◆ **WRITTEN PROBLEM A**
Decide whether each statement below agrees with the article on relations between Turkey and Greece: (i) Erdogan's 2017 trip to Athens was the first visit there by a Turkish leader in his lifetime; (ii) the two countries came close to war in mid-2020; (iii) Turkey invaded Cyprus in 1955. Answer yes or no for each, and quote the deciding words from the article.

◆ **EXTRACT PROVIDED**
start
A peaceful Aegean could really be on the horizon

Turkey and Greece are exploring ways to be friends, a development that would help stabilise a tense region

Greek Prime Minister Kyriakos Mitsotakis and Turkish President Tayyip Erdogan after signing a joint declaration to pursue good neighbourly relations at the Maximos Mansion in Athens, on December 7. Reuters
Powered by automated translation

In late 2017, President Recep Tayyip Erdogan made the first visit to Athens by a Turkish leader in his lifetime – and started firing off accusations. Greece would never have joined Nato without Turkey’s support, he claimed, adding that Athens fails to respect Turkey’s borders and neglects hundreds of former Ottoman sites.

A groundbreaking visit turned into diplomatic shock treatment, paving the way, in part, for roiling tensions that led to confrontations in the eastern Mediterranean and put the two neighbours on the brink of war in mid-2020. Of course, Turks and Greeks have been quarrelling since ancient times. A few decades of calm followed Turkish independence and the 1923 population exchange, but then came anti-Greek violence in Turkey in 1955; Turkey’s invasion of Cyprus in 1974 and the island’s division; and more war drums in 1987 and 1996.
end
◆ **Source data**
start
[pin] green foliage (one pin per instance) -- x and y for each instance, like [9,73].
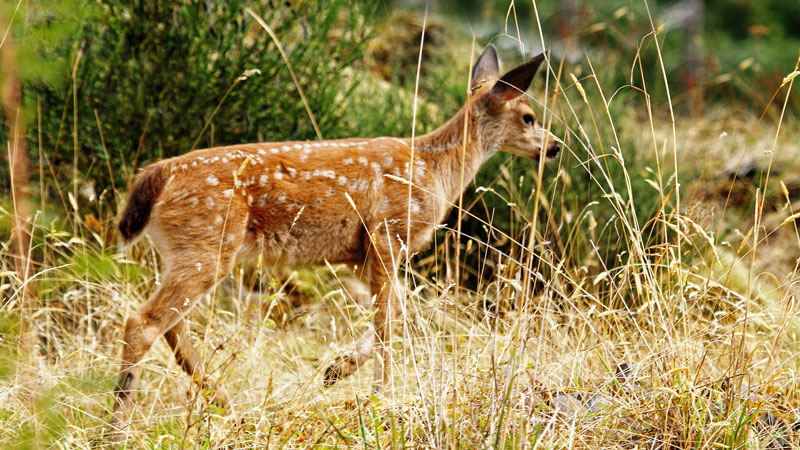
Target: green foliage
[153,75]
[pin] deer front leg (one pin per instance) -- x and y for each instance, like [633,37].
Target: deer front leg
[180,290]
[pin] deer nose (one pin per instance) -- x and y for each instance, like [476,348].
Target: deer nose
[553,151]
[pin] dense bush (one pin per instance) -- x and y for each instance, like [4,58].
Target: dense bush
[153,74]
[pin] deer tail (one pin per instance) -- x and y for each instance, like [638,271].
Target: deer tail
[144,193]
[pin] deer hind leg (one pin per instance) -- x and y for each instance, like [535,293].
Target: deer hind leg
[183,284]
[187,357]
[380,265]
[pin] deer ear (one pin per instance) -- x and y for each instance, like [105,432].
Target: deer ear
[487,66]
[516,81]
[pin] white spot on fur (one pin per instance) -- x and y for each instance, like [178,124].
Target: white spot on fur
[419,167]
[415,208]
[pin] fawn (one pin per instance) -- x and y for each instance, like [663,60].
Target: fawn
[340,201]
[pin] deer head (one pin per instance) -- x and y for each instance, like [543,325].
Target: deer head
[504,117]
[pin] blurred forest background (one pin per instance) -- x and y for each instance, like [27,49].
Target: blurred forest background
[111,85]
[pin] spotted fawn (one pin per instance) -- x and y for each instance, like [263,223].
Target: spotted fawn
[360,201]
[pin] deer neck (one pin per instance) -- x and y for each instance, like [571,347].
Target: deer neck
[453,159]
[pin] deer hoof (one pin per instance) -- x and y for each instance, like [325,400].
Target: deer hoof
[341,368]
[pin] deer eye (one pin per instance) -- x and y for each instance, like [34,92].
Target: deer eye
[528,119]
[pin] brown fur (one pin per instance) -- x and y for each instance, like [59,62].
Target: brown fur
[144,193]
[342,201]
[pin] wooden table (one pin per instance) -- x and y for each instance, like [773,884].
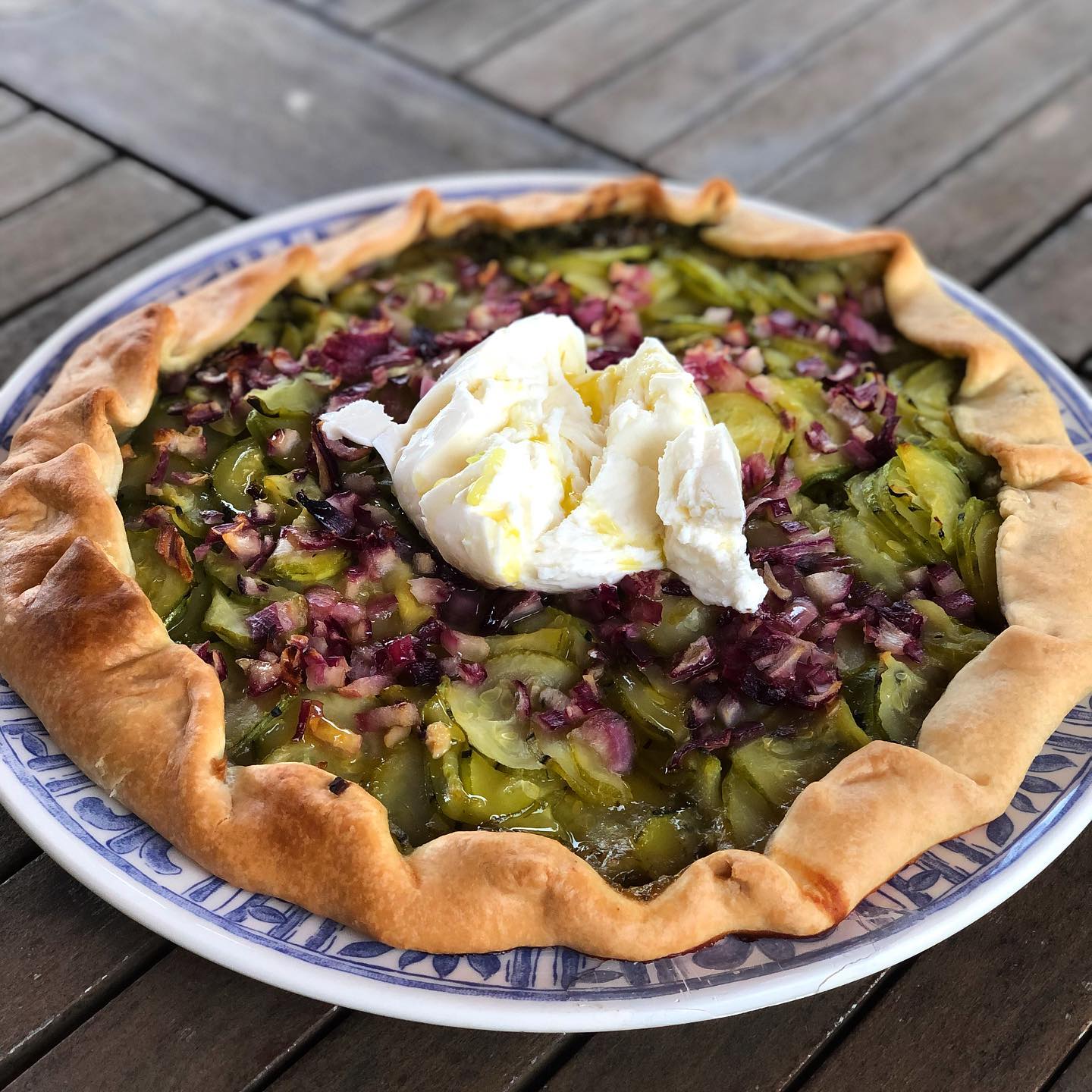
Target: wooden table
[128,129]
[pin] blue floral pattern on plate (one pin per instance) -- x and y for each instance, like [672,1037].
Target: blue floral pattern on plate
[943,875]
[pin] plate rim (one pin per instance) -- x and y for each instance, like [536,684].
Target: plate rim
[1062,823]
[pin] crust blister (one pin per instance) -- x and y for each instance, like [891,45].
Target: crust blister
[144,717]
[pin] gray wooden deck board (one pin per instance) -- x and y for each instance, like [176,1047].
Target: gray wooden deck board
[1006,196]
[831,91]
[186,1025]
[39,154]
[585,46]
[70,232]
[21,334]
[64,950]
[457,33]
[707,72]
[1051,290]
[261,105]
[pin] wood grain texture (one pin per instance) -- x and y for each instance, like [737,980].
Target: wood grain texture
[764,1051]
[22,334]
[419,1059]
[585,46]
[1051,288]
[833,89]
[997,1008]
[70,232]
[11,107]
[17,848]
[1007,196]
[364,14]
[704,72]
[456,33]
[64,951]
[39,154]
[1077,1076]
[898,151]
[262,105]
[186,1025]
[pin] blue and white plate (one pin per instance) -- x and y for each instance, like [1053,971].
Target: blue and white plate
[115,854]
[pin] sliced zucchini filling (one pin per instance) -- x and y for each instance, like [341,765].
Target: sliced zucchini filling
[630,722]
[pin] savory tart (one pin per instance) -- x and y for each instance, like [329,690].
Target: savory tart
[612,569]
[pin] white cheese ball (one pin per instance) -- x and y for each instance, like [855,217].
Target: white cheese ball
[526,469]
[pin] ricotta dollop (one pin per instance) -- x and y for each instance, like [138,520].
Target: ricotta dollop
[528,469]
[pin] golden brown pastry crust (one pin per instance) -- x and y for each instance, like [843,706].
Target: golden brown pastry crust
[144,717]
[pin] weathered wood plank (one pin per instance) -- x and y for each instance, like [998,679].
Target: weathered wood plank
[1050,290]
[64,950]
[68,233]
[417,1059]
[17,849]
[997,1008]
[1004,198]
[686,82]
[453,34]
[583,46]
[876,166]
[364,14]
[23,333]
[261,104]
[11,107]
[1077,1076]
[39,154]
[764,1050]
[840,84]
[185,1025]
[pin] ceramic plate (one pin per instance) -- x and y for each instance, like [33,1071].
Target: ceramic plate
[115,854]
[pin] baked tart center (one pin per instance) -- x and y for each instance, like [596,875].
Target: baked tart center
[645,700]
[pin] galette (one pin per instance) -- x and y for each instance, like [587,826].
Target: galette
[616,569]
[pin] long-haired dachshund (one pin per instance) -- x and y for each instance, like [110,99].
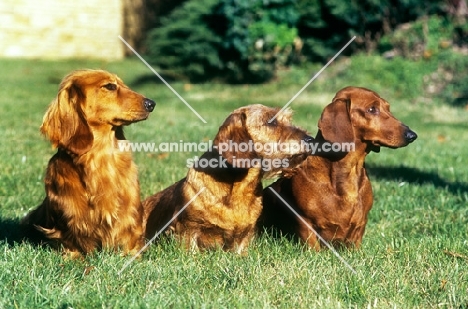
end
◆ **WRITTEN PROBLEM B**
Offset every coordinate in the answers by 135. Then reproduce the entries from the line containing "[pin] white cheese" up to and including the final line of the entries, keeping the requests and omitting the pictures.

◆ **EXERCISE RESULT A**
(i) Yes: "made the first visit to Athens by a Turkish leader in his lifetime"
(ii) Yes: "put the two neighbours on the brink of war in mid-2020"
(iii) No: "anti-Greek violence in Turkey in 1955; Turkey’s invasion of Cyprus in 1974"

◆ **EXERCISE RESULT B**
[pin] white cheese ball (one pin per instance) -- x and y for each instance, like [855,217].
Target: white cheese ball
[661,604]
[pin] ricotta dollop (one pin per instance) -- x and y for each instance, like [138,520].
Target: ricotta dollop
[663,604]
[pin] golden brown pastry crust (one pin per instance) -- x and y for each instance, like [843,706].
Target: golden brown pastry crust
[279,852]
[pin] weathered wood plank (one pin per instance) -- x and y for each instance, like [998,679].
Target: weathered wood plank
[1185,425]
[199,1085]
[203,368]
[552,1194]
[152,984]
[1132,1143]
[1139,333]
[821,217]
[588,169]
[718,181]
[1011,301]
[499,149]
[158,468]
[396,239]
[146,242]
[1212,1211]
[174,289]
[899,1185]
[975,219]
[320,1160]
[pin] ceramic plate (one pin per instance) -- x and y for each instance, like [33,1071].
Target: ceramic plate
[250,989]
[pin] baked tart center (one pin per instance) -- x and y for each instance, like [596,875].
Target: baked tart center
[780,835]
[pin] galette (one pin per instance) -- x and y for each instance, like [587,826].
Target: galette
[751,704]
[pin] long-haired dachshund (one pin per instance) -- x and y for each instance, like [110,99].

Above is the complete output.